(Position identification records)
=======

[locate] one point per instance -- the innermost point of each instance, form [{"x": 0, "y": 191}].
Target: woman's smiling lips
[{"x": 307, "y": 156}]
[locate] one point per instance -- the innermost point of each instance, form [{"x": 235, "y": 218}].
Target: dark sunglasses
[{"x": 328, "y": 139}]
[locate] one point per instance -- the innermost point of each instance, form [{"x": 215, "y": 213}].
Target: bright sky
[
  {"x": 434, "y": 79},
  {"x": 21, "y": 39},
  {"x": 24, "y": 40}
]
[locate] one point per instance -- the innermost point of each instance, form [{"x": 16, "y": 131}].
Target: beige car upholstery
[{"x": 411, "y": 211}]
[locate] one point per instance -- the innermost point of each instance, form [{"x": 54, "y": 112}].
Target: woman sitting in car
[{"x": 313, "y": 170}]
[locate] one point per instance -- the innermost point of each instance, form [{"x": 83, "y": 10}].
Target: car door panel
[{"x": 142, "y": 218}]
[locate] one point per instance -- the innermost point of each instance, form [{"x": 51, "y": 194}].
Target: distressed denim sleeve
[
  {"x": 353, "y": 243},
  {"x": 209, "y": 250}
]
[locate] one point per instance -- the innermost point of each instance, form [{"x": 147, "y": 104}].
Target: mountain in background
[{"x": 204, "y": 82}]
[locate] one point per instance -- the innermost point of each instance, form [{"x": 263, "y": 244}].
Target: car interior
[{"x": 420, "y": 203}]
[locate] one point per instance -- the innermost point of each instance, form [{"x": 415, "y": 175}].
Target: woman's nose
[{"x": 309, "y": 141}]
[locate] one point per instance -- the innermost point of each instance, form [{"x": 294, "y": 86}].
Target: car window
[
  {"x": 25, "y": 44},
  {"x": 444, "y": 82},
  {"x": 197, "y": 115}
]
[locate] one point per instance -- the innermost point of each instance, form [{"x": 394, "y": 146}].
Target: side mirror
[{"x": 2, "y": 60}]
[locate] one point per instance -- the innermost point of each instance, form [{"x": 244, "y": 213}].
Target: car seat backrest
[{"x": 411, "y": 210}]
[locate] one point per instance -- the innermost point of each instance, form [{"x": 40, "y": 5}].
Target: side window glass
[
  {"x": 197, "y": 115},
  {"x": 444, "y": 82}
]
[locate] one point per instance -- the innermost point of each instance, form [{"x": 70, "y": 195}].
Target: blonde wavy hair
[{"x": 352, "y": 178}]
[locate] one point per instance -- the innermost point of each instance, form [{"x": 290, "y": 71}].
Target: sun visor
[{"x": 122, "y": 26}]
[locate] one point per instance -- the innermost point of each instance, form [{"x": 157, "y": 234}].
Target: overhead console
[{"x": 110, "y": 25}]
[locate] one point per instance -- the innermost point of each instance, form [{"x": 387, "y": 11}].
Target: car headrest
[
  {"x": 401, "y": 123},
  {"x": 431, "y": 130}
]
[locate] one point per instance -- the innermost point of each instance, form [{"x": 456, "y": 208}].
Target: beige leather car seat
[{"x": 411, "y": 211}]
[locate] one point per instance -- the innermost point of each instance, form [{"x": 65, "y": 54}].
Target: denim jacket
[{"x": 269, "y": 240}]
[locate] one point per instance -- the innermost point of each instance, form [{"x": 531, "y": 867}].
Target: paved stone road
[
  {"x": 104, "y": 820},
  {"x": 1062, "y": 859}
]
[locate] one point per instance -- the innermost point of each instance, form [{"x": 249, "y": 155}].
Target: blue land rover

=======

Write out all the entries exactly.

**Result of the task**
[locate] one point per instance -- the innermost point of each instance, form [{"x": 0, "y": 191}].
Target: woman's smiling lips
[{"x": 307, "y": 156}]
[locate] one point per instance -- the innermost point of each instance, form [{"x": 235, "y": 218}].
Target: dark sunglasses
[{"x": 328, "y": 139}]
[locate] one point per instance -- the innermost point of each instance, form [{"x": 215, "y": 213}].
Target: bright sky
[
  {"x": 434, "y": 79},
  {"x": 21, "y": 39},
  {"x": 24, "y": 40}
]
[locate] one point per instance -- the innermost point of each instance, form [{"x": 16, "y": 131}].
Target: beige car upholstery
[{"x": 411, "y": 211}]
[locate] one point per instance -- the innermost point of each instance, form [{"x": 54, "y": 112}].
Target: woman sitting in car
[{"x": 313, "y": 170}]
[locate] one point per instance -- the innermost point of each instance, form [{"x": 83, "y": 10}].
Target: car door panel
[{"x": 142, "y": 218}]
[locate] one point per instance -- the innermost point of each instance, form [{"x": 51, "y": 194}].
Target: distressed denim sleeve
[
  {"x": 353, "y": 243},
  {"x": 209, "y": 250}
]
[locate] one point per instance -- the innermost point of each instance, form [{"x": 147, "y": 104}].
Target: mountain in background
[{"x": 204, "y": 82}]
[locate] one point per instance -- the innermost point of each instance, form [{"x": 263, "y": 244}].
Target: car interior
[{"x": 420, "y": 203}]
[locate] one point per instance -- the innermost point of each instance, form [{"x": 415, "y": 175}].
Target: woman's nose
[{"x": 309, "y": 141}]
[locate] one point per instance -- the innermost point of each instance, form [{"x": 294, "y": 86}].
Target: car window
[
  {"x": 25, "y": 44},
  {"x": 444, "y": 82},
  {"x": 197, "y": 115}
]
[locate] one point per instance -- the innermost point of each instance, form [{"x": 394, "y": 146}].
Target: side mirror
[{"x": 2, "y": 60}]
[locate] one point per instance -- the innermost point of each instance, form [{"x": 244, "y": 213}].
Target: car seat backrest
[{"x": 411, "y": 210}]
[locate] one point per instance -- the innermost point of each instance, form [{"x": 40, "y": 5}].
Target: side window glass
[
  {"x": 197, "y": 115},
  {"x": 444, "y": 82}
]
[locate] one point per instance -- the innermost point of each instance, form [{"x": 70, "y": 195}].
Target: blonde wavy hair
[{"x": 352, "y": 178}]
[locate] one point per instance -- the innermost point of each instance, form [{"x": 290, "y": 71}].
Target: sun visor
[{"x": 122, "y": 26}]
[locate] one point per instance -- the innermost point of each instance, form [{"x": 157, "y": 234}].
Target: overhead console
[{"x": 110, "y": 25}]
[locate] one point per instance -- the innermost point of each instance, form [{"x": 387, "y": 11}].
Target: car headrest
[
  {"x": 401, "y": 123},
  {"x": 431, "y": 130}
]
[locate] one point per instance -- the innermost point of each instance, form [{"x": 456, "y": 208}].
Target: beige leather car seat
[{"x": 411, "y": 211}]
[locate] one point per instance -- the innermost point of each instance, form [{"x": 65, "y": 54}].
Target: denim jacket
[{"x": 269, "y": 240}]
[locate] one point per instance -- the innermost point of each instance, form [{"x": 531, "y": 867}].
Target: paved stone road
[
  {"x": 104, "y": 820},
  {"x": 1062, "y": 859}
]
[locate] one point per instance -- the innermost point of each instance, form [{"x": 249, "y": 155}].
Target: blue land rover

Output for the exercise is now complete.